Print the listing that follows, character for character.

[Begin Material provided]

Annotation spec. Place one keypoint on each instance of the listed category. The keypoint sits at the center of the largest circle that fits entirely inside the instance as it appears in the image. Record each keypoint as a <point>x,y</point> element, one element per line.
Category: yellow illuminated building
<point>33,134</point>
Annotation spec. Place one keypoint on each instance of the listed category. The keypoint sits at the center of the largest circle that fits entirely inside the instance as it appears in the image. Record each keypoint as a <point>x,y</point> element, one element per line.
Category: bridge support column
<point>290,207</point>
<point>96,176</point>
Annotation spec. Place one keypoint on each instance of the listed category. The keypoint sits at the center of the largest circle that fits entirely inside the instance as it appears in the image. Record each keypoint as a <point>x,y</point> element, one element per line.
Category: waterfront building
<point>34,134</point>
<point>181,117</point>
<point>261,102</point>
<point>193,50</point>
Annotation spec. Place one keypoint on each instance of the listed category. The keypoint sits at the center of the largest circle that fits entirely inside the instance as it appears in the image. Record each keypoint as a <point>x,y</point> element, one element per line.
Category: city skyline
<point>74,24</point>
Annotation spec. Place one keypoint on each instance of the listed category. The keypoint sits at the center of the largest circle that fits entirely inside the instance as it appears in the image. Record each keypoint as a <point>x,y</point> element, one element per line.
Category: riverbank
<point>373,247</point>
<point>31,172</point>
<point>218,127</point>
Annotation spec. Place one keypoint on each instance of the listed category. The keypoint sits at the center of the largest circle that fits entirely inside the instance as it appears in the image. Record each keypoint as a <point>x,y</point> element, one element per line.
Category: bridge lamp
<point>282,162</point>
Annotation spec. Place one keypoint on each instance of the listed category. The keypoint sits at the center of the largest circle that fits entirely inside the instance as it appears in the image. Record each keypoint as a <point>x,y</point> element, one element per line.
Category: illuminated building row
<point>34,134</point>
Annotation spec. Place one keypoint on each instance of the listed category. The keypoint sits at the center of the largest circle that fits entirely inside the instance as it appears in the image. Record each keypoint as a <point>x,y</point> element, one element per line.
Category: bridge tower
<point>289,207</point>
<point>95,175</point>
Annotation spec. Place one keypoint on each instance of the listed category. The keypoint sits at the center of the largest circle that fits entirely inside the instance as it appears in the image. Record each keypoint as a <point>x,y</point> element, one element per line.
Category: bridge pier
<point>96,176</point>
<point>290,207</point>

[End Material provided]

• [Completed exercise]:
Annotation spec. Place one keypoint on each instance of the listed category. The keypoint sits at the center of the largest circle that fits entirely inside the instance as it appears in the image. Record each keypoint as a <point>x,y</point> element, one element per line.
Category: yellow illuminated building
<point>33,134</point>
Annotation spec. Place one keypoint on each instance of the listed category. The keypoint sits at the center of the largest circle that fits entirely inside the instance as it appears in the image. Record each keypoint as a <point>x,y</point> element, one element per line.
Category: bridge support column
<point>290,207</point>
<point>96,176</point>
Annotation spec. Place one keypoint on each instance of the listed category. The keypoint sits at the center of the largest circle that fits entirely inside the instance as it appears in the image. Record each keypoint as a <point>x,y</point> element, one element per line.
Category: waterfront building
<point>34,134</point>
<point>181,117</point>
<point>261,102</point>
<point>193,50</point>
Annotation spec. Place one keypoint on each instance of the listed category. The keypoint sits at the center of the largest circle that fits entirely inside the instance as it appears in the image. Record each keypoint as a <point>x,y</point> element, one element per line.
Category: city skyline
<point>74,24</point>
Annotation spec. Place one keypoint on each instance of the listed category. The keypoint sits at the center of the largest circle that fits entirely inside the instance as it appears in the image. Record each keypoint as a <point>x,y</point> element, one element per line.
Category: riverbank
<point>373,247</point>
<point>31,172</point>
<point>218,127</point>
Annotation spec. Place one keypoint on each instance of the listed category. The keypoint sits at the center of the largest circle that fits entirely inside the instance as it appears in the image. Record each keypoint as a <point>x,y</point> element, one element per line.
Category: bridge lamp
<point>282,162</point>
Annotation spec. Place one keypoint on each instance of the listed category. The keypoint sits at the center of the largest circle that fits entirely inside the instance as it appears in the image. Record each keypoint as a <point>x,y</point> element, one element per line.
Category: illuminated building row
<point>34,134</point>
Annotation spec. Place one keypoint on each instance of the listed category. The keypoint sits at the center of the largest circle that fits entirely inside the instance as it appears in the image. Record each keypoint as a <point>x,y</point> element, one element per line.
Category: bridge tower
<point>289,207</point>
<point>95,175</point>
Annotation spec. Place one keypoint on each instance of the listed category. The keypoint sits at the center of the largest circle that fits entirely inside the instance as it appears in the image. Record each keypoint as a <point>x,y</point> element, one element per line.
Category: bridge pier
<point>96,176</point>
<point>290,207</point>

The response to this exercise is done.